(What is needed) Restate word for word the lines of the material below, from the line with "Query: green grass" to the line with "x=311, y=12", both lines included, and no others.

(Raw data)
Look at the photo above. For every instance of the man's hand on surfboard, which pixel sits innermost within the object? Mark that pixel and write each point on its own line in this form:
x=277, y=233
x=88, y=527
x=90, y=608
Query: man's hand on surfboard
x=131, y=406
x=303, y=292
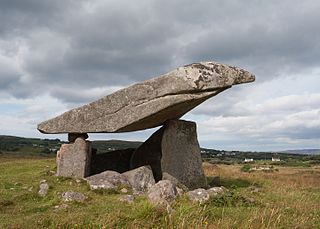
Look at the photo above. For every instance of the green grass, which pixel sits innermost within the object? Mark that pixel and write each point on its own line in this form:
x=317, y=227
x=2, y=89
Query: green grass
x=287, y=199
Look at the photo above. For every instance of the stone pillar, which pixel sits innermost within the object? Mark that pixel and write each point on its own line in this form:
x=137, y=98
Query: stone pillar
x=74, y=159
x=173, y=149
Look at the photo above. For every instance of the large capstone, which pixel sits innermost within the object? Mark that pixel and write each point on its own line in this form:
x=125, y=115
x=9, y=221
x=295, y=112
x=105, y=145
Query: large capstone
x=74, y=159
x=174, y=150
x=150, y=103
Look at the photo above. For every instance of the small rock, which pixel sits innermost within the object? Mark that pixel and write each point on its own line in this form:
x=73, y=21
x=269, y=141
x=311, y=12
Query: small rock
x=162, y=193
x=199, y=195
x=127, y=198
x=215, y=182
x=216, y=190
x=179, y=191
x=43, y=188
x=254, y=189
x=107, y=180
x=73, y=196
x=61, y=207
x=141, y=179
x=175, y=181
x=124, y=190
x=138, y=193
x=249, y=200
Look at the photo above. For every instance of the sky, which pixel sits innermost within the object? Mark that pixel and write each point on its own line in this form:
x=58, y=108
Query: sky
x=57, y=55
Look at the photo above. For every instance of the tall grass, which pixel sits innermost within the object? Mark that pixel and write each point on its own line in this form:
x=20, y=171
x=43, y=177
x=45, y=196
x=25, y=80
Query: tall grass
x=289, y=198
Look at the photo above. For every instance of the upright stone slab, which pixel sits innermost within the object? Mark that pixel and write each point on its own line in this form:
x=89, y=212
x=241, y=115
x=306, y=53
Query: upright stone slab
x=173, y=149
x=74, y=159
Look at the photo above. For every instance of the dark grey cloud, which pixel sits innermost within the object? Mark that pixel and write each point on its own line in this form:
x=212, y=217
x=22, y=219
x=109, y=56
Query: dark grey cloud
x=79, y=45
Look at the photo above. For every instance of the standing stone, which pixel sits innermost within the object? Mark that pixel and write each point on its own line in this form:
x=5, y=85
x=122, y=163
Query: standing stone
x=173, y=149
x=140, y=179
x=107, y=180
x=74, y=159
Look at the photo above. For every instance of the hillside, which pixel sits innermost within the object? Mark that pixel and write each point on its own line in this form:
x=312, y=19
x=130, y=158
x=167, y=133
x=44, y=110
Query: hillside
x=49, y=147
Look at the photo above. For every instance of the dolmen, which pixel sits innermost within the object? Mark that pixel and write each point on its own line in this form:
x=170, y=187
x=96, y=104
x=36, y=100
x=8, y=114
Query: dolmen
x=172, y=151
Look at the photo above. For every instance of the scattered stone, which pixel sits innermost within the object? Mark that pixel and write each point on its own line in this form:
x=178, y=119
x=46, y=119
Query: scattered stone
x=215, y=182
x=249, y=200
x=107, y=180
x=255, y=189
x=173, y=150
x=180, y=191
x=141, y=179
x=127, y=198
x=73, y=196
x=162, y=193
x=216, y=190
x=150, y=103
x=124, y=190
x=61, y=207
x=199, y=195
x=74, y=159
x=43, y=188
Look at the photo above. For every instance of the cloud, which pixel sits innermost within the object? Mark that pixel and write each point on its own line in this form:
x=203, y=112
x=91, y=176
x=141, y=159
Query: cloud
x=77, y=51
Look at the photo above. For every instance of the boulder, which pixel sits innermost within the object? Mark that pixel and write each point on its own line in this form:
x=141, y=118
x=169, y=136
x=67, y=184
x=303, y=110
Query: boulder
x=215, y=182
x=141, y=179
x=43, y=188
x=74, y=159
x=150, y=103
x=216, y=190
x=199, y=195
x=73, y=196
x=175, y=181
x=118, y=160
x=107, y=180
x=162, y=193
x=127, y=199
x=173, y=150
x=73, y=136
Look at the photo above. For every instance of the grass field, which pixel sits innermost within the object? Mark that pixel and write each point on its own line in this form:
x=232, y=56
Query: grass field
x=287, y=198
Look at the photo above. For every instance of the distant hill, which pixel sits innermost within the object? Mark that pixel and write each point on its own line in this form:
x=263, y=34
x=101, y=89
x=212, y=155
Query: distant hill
x=302, y=151
x=13, y=144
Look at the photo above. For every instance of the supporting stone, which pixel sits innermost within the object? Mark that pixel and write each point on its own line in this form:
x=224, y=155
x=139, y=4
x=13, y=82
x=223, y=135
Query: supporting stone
x=73, y=136
x=173, y=149
x=74, y=159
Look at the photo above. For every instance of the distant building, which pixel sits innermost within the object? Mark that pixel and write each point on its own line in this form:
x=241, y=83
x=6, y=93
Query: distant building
x=275, y=159
x=248, y=160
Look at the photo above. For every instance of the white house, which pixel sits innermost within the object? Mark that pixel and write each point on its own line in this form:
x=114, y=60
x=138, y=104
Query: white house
x=248, y=160
x=275, y=159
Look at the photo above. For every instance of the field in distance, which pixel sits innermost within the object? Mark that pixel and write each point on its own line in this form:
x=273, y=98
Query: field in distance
x=281, y=197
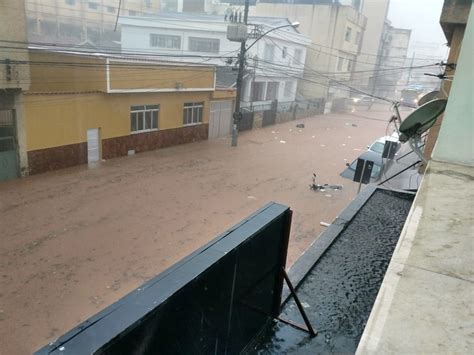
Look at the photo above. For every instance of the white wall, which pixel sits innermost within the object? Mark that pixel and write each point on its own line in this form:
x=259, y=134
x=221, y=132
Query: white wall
x=280, y=69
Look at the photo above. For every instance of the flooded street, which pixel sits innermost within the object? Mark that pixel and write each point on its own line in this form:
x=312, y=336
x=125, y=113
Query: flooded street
x=76, y=240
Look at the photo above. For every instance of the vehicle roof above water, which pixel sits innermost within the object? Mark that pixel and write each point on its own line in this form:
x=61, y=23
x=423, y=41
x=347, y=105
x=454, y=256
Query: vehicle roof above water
x=370, y=155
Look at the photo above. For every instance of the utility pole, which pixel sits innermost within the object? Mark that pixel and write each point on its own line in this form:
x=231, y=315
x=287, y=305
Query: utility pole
x=411, y=68
x=237, y=115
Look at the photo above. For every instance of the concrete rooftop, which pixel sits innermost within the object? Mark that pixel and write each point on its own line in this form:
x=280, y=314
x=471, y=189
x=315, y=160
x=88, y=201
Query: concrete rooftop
x=425, y=304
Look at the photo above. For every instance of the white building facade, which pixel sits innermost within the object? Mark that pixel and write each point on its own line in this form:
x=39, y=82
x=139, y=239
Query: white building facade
x=274, y=63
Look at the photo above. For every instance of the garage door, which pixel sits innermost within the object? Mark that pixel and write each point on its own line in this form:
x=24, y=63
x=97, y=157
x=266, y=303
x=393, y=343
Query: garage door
x=93, y=145
x=8, y=146
x=220, y=119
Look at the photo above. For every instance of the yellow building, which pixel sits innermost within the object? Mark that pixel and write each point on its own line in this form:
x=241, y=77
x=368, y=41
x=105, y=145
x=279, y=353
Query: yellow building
x=14, y=79
x=83, y=108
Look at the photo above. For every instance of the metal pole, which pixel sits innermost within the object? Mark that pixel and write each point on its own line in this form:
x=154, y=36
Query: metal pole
x=361, y=176
x=240, y=74
x=299, y=305
x=411, y=67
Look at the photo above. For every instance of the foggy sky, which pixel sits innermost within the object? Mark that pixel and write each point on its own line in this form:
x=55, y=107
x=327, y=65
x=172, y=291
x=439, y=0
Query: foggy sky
x=422, y=17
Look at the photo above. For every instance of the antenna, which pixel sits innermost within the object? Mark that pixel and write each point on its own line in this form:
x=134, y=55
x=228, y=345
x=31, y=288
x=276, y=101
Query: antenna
x=428, y=97
x=418, y=122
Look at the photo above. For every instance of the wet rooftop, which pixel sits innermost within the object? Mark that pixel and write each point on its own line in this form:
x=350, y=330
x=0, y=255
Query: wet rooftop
x=338, y=292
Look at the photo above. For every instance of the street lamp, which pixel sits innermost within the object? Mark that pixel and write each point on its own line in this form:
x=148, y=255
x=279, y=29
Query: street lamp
x=243, y=50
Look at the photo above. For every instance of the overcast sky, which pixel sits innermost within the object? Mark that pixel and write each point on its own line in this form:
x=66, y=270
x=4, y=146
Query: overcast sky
x=422, y=17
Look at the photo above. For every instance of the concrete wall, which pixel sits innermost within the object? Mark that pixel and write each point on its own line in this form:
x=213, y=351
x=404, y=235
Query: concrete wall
x=13, y=28
x=455, y=37
x=326, y=26
x=455, y=140
x=58, y=72
x=56, y=120
x=58, y=11
x=376, y=13
x=69, y=95
x=136, y=36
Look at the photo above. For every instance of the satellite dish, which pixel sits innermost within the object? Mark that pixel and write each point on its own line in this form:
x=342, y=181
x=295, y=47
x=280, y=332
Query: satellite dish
x=418, y=122
x=428, y=97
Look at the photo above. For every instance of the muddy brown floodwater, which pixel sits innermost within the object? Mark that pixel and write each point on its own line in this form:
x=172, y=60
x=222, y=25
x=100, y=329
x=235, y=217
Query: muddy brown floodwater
x=76, y=240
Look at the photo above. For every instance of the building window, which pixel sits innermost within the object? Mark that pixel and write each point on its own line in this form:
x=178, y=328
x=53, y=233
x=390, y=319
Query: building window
x=269, y=52
x=340, y=62
x=357, y=37
x=288, y=91
x=298, y=57
x=257, y=91
x=348, y=34
x=192, y=113
x=208, y=45
x=144, y=118
x=272, y=90
x=165, y=41
x=349, y=65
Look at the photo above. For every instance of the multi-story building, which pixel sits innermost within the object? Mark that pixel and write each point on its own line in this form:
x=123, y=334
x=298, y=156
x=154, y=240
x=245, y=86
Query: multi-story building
x=393, y=54
x=90, y=22
x=275, y=62
x=82, y=108
x=14, y=80
x=376, y=12
x=336, y=30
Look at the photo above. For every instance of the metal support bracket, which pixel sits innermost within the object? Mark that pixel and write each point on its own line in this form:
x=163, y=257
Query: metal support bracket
x=309, y=328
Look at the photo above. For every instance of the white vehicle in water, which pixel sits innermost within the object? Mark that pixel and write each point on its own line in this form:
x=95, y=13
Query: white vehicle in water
x=378, y=145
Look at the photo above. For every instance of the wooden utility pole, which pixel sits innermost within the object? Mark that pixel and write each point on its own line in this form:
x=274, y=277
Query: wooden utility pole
x=237, y=115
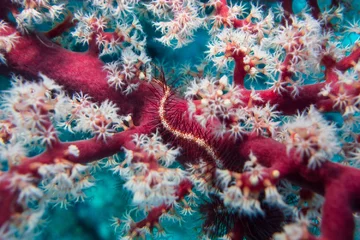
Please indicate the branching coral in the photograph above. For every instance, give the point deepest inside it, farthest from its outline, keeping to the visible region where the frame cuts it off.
(259, 161)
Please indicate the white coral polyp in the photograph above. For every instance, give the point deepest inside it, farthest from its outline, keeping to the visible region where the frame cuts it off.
(313, 139)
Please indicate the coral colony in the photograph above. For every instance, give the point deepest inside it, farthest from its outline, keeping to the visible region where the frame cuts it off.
(260, 137)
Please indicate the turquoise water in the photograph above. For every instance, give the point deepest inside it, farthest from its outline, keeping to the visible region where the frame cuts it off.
(92, 219)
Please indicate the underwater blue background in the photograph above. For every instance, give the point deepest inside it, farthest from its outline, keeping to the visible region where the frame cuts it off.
(91, 219)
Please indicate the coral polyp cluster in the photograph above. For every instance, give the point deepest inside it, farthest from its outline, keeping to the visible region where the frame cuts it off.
(256, 139)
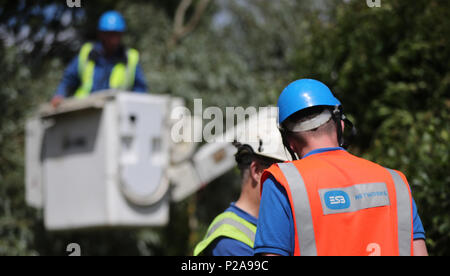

(Exercise result)
Query: green grass
x=287, y=199
Look at the photo above. For every instance of the stone pillar, which pixel sits innermost within the object? Mark that pixel and write each point on its own line in this form:
x=137, y=98
Query: stone pillar
x=74, y=159
x=173, y=149
Look at the photo above. For every instance of the large capstone, which pixel sits innermost within the object? Mark that pixel and write each point on its own line in this form:
x=125, y=115
x=9, y=221
x=295, y=112
x=105, y=145
Query: large capstone
x=74, y=159
x=174, y=150
x=150, y=103
Look at the photo above. For every instance of the small rock, which pixel sits innermost within the object? Mark that pixel and write each point on its own line in this form:
x=73, y=21
x=269, y=141
x=311, y=12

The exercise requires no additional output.